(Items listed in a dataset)
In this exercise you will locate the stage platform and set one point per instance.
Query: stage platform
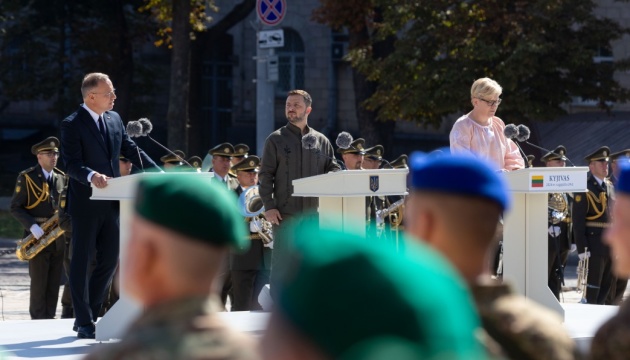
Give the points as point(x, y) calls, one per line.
point(54, 339)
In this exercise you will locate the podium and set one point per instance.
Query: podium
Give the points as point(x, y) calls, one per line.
point(342, 194)
point(125, 310)
point(525, 227)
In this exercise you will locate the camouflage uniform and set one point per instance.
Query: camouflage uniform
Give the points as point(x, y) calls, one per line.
point(183, 329)
point(517, 328)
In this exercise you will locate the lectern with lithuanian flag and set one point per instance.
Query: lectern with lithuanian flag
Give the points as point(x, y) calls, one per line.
point(525, 226)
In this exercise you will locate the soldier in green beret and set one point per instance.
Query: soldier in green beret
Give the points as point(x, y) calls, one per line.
point(353, 155)
point(468, 192)
point(386, 304)
point(172, 265)
point(35, 200)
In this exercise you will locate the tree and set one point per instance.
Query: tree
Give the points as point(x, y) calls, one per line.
point(540, 51)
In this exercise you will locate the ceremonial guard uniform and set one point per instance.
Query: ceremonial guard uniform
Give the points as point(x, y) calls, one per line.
point(559, 226)
point(250, 270)
point(35, 200)
point(590, 218)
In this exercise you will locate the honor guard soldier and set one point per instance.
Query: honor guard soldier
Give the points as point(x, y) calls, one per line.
point(171, 272)
point(380, 308)
point(171, 161)
point(618, 287)
point(35, 201)
point(591, 217)
point(559, 225)
point(467, 191)
point(353, 155)
point(612, 340)
point(250, 271)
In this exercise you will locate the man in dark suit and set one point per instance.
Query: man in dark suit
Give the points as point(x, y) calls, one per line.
point(35, 200)
point(92, 140)
point(250, 270)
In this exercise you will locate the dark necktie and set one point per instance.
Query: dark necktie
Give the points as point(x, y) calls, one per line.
point(101, 127)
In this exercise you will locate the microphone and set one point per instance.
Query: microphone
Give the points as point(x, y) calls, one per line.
point(511, 131)
point(344, 140)
point(147, 127)
point(134, 129)
point(309, 142)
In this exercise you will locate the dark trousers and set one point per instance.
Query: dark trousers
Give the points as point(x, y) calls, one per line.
point(45, 271)
point(98, 234)
point(599, 279)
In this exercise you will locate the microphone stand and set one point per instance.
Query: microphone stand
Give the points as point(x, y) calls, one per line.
point(543, 149)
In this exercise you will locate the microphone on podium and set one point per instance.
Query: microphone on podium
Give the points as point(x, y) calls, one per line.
point(523, 136)
point(147, 127)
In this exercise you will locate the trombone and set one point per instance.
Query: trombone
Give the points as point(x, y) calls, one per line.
point(251, 207)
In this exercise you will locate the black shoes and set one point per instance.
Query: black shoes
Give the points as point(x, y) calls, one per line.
point(85, 331)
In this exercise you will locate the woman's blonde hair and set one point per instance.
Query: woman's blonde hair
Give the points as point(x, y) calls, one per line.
point(485, 88)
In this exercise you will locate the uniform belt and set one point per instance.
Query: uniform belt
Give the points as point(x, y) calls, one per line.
point(597, 224)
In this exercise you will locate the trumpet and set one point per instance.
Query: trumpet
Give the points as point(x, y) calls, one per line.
point(251, 206)
point(582, 272)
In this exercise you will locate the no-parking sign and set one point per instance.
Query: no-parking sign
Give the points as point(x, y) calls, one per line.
point(271, 12)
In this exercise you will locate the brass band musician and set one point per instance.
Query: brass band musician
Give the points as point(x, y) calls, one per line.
point(35, 200)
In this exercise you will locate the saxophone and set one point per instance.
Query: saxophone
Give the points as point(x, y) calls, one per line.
point(28, 247)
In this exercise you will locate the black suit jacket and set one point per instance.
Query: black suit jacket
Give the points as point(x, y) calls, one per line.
point(84, 150)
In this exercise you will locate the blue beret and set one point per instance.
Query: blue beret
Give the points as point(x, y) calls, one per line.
point(458, 175)
point(623, 183)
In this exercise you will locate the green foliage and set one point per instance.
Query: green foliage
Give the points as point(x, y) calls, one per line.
point(540, 51)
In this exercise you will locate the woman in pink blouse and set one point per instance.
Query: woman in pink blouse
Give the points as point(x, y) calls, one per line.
point(481, 132)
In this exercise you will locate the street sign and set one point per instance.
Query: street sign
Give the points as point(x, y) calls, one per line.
point(271, 12)
point(271, 38)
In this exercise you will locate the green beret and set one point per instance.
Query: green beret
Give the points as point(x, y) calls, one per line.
point(192, 206)
point(378, 293)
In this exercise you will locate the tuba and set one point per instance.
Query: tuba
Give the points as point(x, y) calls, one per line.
point(251, 206)
point(28, 247)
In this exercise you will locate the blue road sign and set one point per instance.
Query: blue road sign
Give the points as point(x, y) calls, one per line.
point(271, 12)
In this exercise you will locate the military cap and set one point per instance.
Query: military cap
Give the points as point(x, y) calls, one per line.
point(195, 161)
point(623, 183)
point(225, 149)
point(190, 205)
point(556, 154)
point(620, 154)
point(356, 147)
point(458, 174)
point(600, 154)
point(386, 298)
point(172, 159)
point(249, 164)
point(400, 162)
point(375, 152)
point(49, 144)
point(240, 150)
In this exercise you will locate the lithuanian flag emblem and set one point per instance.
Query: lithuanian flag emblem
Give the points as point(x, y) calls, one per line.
point(538, 181)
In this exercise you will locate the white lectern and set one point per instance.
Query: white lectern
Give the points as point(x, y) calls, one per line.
point(344, 192)
point(525, 228)
point(123, 189)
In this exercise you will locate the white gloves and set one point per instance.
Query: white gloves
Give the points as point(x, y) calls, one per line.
point(554, 230)
point(36, 231)
point(255, 226)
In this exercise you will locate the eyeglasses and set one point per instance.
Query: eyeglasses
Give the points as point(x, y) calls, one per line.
point(109, 94)
point(491, 103)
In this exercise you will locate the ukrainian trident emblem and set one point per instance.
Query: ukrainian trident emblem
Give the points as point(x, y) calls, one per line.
point(374, 183)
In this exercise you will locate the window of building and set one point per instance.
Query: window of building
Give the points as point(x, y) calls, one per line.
point(290, 63)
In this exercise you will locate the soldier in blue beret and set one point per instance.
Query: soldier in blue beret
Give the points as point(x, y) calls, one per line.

» **AIM OF THE EXERCISE**: Write out every line of the entries above exactly, and omit their pictures.

» **SOLUTION**:
In this exercise you will locate the stage platform and set one point per instance.
Query: stage platform
Give the points as point(x, y) calls, one per line.
point(54, 339)
In this exercise you will locate the podium and set one point per instance.
Query: podium
Give the points as point(x, y) calls, one per line.
point(342, 194)
point(125, 310)
point(525, 227)
In this exercise you will locate the camouflage uniform and set one point per instance.
Query: camouflage uniform
Give the points as point(x, y) calls, one per line.
point(183, 329)
point(517, 328)
In this exercise you will locate the lectern with lithuanian flag and set one point per instance.
Query: lectern with lithuanian flag
Give the points as point(x, y) calls, one per line.
point(525, 226)
In this exercise you will locate the soldier in green beret and set one point per instance.
Query: soldier in green beret
Give the points as point(x, y) calls, one per line.
point(353, 155)
point(468, 192)
point(386, 304)
point(172, 265)
point(35, 200)
In this exercise you will locate the tree and set one point per instance.
Query: tree
Give the points as point(x, y) calls, one per line.
point(540, 51)
In this exercise you will locate the ceremonial guard uniform and set one point per instance.
Query: ceremonial guard uniform
Give the points as point(x, y) calls, one per line.
point(559, 226)
point(250, 270)
point(35, 200)
point(590, 218)
In this exercise you will locate the honor guard soldier and set one point per instance.
Query: honor guard soldier
Give the points as point(x, y) calls, one per line.
point(171, 272)
point(380, 308)
point(171, 161)
point(618, 287)
point(35, 201)
point(591, 217)
point(559, 225)
point(467, 191)
point(353, 155)
point(612, 340)
point(250, 271)
In this exercise you will locate the man in dark suit and set one point per instance.
Query: man in dark suit
Give the points as point(x, y) calls, one per line.
point(35, 200)
point(92, 140)
point(250, 270)
In this exercise you will locate the dark necktie and set one point per instance.
Query: dark necktie
Give the points as point(x, y) calls, one per line.
point(101, 127)
In this exercise you will locate the microphone and set one point per instance.
Query: microphone
Give the points as point(x, y) calls, one per line.
point(511, 131)
point(344, 140)
point(147, 127)
point(134, 129)
point(309, 142)
In this exercise you will locate the dark trousers and set one point per instance.
Query: dark trousers
Give the points as point(x, y) calls, one per line.
point(45, 271)
point(98, 234)
point(599, 279)
In this exercise you will locate the microphone stand and set one point per instance.
Query: microphone stand
Give the points as point(x, y) calls, one per line.
point(543, 149)
In this exercise you will locate the microphone on podium and set one point per instance.
Query: microphone on podium
Give the points as point(x, y) calls, one per line.
point(523, 136)
point(147, 127)
In this exercise you will locate the trombone and set one point per instance.
Query: trombone
Give the points as point(x, y) calls, one per line.
point(251, 207)
In this exercise you will locate the black shoes and set one point per instance.
Query: black shoes
Give the points as point(x, y) calls, one per line.
point(85, 331)
In this exercise you will locate the woman's blonde hair and set one point per instance.
Query: woman's blonde hair
Give the points as point(x, y) calls, one per line.
point(485, 88)
In this exercise you will locate the uniform belt and set one point per instance.
Query: uniform belt
Give the points as point(x, y) calls, one per line.
point(597, 224)
In this exercise you will locate the trumpet and set one point per instance.
Query: trumpet
Give the points as point(x, y) calls, one per line.
point(251, 206)
point(582, 272)
In this exercise you will locate the no-parking sign and set one point per instance.
Query: no-parking sign
Give the points as point(x, y) calls, one per line.
point(271, 12)
In this exercise you will locate the brass band musician and set one point per instance.
Query: brass band musician
Give the points as point(x, y) calls, one per line.
point(35, 200)
In this exercise you will locate the saxophone and set one point per instance.
Query: saxophone
Give the points as point(x, y) calls, one per line.
point(28, 247)
In this exercise you will locate the black suit jacket and set one point per instance.
Query: black suit jacket
Give the points as point(x, y) calls, one per line.
point(84, 150)
In this exercise you will locate the blue beret and set one point per instance.
Query: blue beret
Give the points as point(x, y) calls, one per line.
point(458, 175)
point(623, 183)
In this exercise you will locate the green foliage and set one point per instance.
Query: green foliage
Give the points as point(x, y) calls, one per line.
point(540, 51)
In this exercise you will locate the woman in pink blouse and set one point per instance.
Query: woman in pink blouse
Give the points as point(x, y) calls, one per line.
point(481, 132)
In this exercise you will locate the street sign and set one point per instance.
Query: street sign
Give the points as point(x, y) calls, one per line.
point(271, 12)
point(271, 38)
In this exercise you will locate the green beret and set one point per instance.
Query: green beret
Give the points as point(x, y) calls, one per line.
point(192, 206)
point(378, 293)
In this exercise you will locate the tuba and set one point per instance.
Query: tuba
Give the points as point(x, y) calls, one per line.
point(251, 206)
point(28, 247)
In this exercise you will locate the blue road sign and set one point per instance.
Query: blue road sign
Give the points as point(x, y) calls, one per line.
point(271, 12)
In this exercise you will locate the military cap and set one point per instance.
Query: military cap
Give the points as point(x, y) calls, one per line.
point(195, 161)
point(623, 183)
point(225, 149)
point(190, 205)
point(556, 154)
point(620, 154)
point(356, 147)
point(458, 174)
point(600, 154)
point(386, 298)
point(172, 159)
point(249, 164)
point(400, 162)
point(375, 152)
point(49, 144)
point(240, 150)
In this exercise you will locate the lithuanian flag emblem and set one point per instance.
Query: lithuanian flag emblem
Give the points as point(x, y) calls, one per line.
point(538, 181)
In this exercise you will locate the white lectern and set one point per instance.
Query: white lectern
Give the points as point(x, y) calls, one per line.
point(344, 192)
point(525, 228)
point(123, 189)
In this exercise you will locate the white gloves and set one point per instance.
Query: white gloves
Give the points as point(x, y) calls, one per line.
point(554, 230)
point(36, 231)
point(255, 226)
In this exercise you will locate the eyeglasses and set one point per instance.
Query: eyeglasses
Give the points as point(x, y) calls, one per line.
point(109, 94)
point(491, 103)
In this exercise you will locate the ukrainian trident emblem and set one point per instance.
Query: ukrainian trident emblem
Give the points as point(x, y) calls, one per line.
point(374, 183)
In this exercise you will locate the window of building and set one point per instance.
Query: window of building
Give the points as point(x, y) calls, one per line.
point(290, 63)
In this exercise you will locate the soldier in blue beret and set one point per instance.
Query: soldier in blue beret
Give the points as point(x, y) calls, one per line.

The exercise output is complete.